__Material supplied__:
• • • • •

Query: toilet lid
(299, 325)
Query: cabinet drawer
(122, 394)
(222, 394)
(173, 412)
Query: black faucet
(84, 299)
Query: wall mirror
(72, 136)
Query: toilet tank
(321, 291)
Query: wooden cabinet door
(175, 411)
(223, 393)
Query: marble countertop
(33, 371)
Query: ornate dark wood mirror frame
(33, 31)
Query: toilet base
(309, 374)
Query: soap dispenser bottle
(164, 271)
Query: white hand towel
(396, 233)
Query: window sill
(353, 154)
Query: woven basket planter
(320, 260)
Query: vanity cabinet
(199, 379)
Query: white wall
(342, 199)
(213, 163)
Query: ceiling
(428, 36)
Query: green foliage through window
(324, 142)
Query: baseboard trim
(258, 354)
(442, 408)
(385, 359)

• • • • •

Each line of the listing is to be printed again, unchanged.

Query: toilet lid
(299, 325)
Query: cabinet drawer
(122, 394)
(222, 394)
(173, 412)
Query: black faucet
(84, 299)
Query: wall mirror
(72, 136)
Query: toilet tank
(321, 291)
Query: wooden cabinet door
(175, 411)
(223, 393)
Query: marble countertop
(33, 371)
Query: ornate dark wood mirror frame
(33, 31)
Query: toilet base
(309, 374)
Query: soap dispenser bottle
(164, 271)
Query: white hand towel
(396, 233)
Query: window sill
(353, 154)
Query: woven basket planter
(320, 260)
Query: vanity cabinet
(199, 379)
Query: white wall
(342, 199)
(213, 163)
Query: ceiling
(428, 36)
Query: green foliage through window
(324, 142)
Query: baseboard trim
(258, 354)
(442, 408)
(385, 359)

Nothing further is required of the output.